# WHAT YOU WILL DO:
Rewrite the listing from the line containing "Target: floor tile" through the end of the listing, inclusive, with "instance" swapped for "occurrence" and everything else left unchanged.

---*---

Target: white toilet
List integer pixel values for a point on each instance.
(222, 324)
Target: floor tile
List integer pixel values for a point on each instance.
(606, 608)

---*---

# TASK SOLUTION:
Target: floor tile
List integer pixel values for a point on each occurrence.
(606, 608)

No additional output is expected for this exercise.